PROVIDED PASSAGE:
----

Within this segment we will discuss text files. While this can be any text file, we will specifically call out to a few that come to mind. 1) Configuration files, 2) firewall / IDS or other security logs, 3) backup files (especially within Linux / Unix systems -- yes, that means you, too MacOS!).

The first culprit that we will discuss is the wonderful configuration file. For those of us within the Linux and Unix environments, we know all too well that configuration items within these systems will most always be a text file. Have a web application running? Yep! Config file (especially the ranks of apache service or, any service for that matter). Have a content management system running? Yep! Why is a configuration file dangerous if it is exposed? Especially to a search engine? It exposes your security posture -- it allows the attacker to see what your thoughts are regarding security or lack thereof. For simplicity, we will focus on the /var/www/html/ or /var/www/public_html location of most common web services.

With the introduction of CMS systems, you will commonly find configuration.php, wp-config.php, config.X or, *config*.asp|php|aspx. Pick your poison, I'm sure it exists somewhere. The level of hazard for allowing a file like this to exist to the public are: database access (user name / password), e-mails that might be exposed to the internet (think when configuration issues arise; e.g: This email address is being protected from spambots. You need JavaScript enabled to view it.), etc. If you aren't making the link to the e-mail issue, think about how someone can either spoof, send from the server or send e-mails to that address and potentially socially engineer administrators into doing magical things for them.

Although you might have your configuration items locked down and, that is a good thing! The one thing at times we don't realize is if you are remoted into a system or, editing a file with vi/vim those applications will in fact create a .filename.ext.swp file. If in the event the stars line up and the permissions are on point, attackers can load those file types within a search engine and search for them and, before you know it your configuration file(s) are jacked and on their way to being abused.

----

SOURCE DATA:
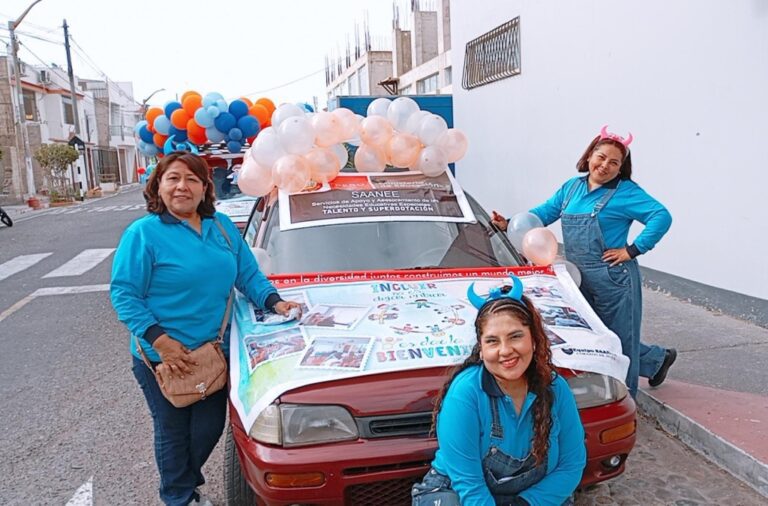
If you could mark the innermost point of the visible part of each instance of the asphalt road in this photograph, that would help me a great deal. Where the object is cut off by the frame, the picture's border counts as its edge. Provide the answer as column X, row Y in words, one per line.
column 74, row 418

----

SHORT PROBLEM:
Continue the passage on exposed text files from its last sentence.

WRITTEN REPLY:
Considering that we've veered off course just a bit, the second issue you will cross is: what happens if your IDS / firewall logs are exposed to the internet? Well, as we've seen with the word documents, the dorking for these files are pretty much the same. Yet, the issue that persists is, why are firewall logs important? Aren't configuration items more important? Well, yes and -- no? The issue we have here is, we can see the types of blocks that are in place. What IP Addresses, what protocols are rejected, etc. If we know the stance they are taking, we know what we can include or, exclude from our attack toolkit. This way, our attacks are more specialized to the "defenses" (said in quotes because they are exposing some of it) the company is deploying in order to not get breached. In this scope, we simply read what attacks they've experienced and try different tactics -- this also saves an attacker time in trying things over time.

Lastly, we are going to discuss the wonderful backup file (not the kind that keeps you safe from something like ransomware). Backup files are, at times a blessing and a curse. Why? Because, .bak files are created when someone is editing a "critical" file and they want a restore point if the edits cause the server to tank. While this is a quick reversion method, just like the configuration items, it can be exposed if the permissions are changed and never reverted. Keep in mind specific file types when you are looking to lock down your systems and, .bak files will be one of them!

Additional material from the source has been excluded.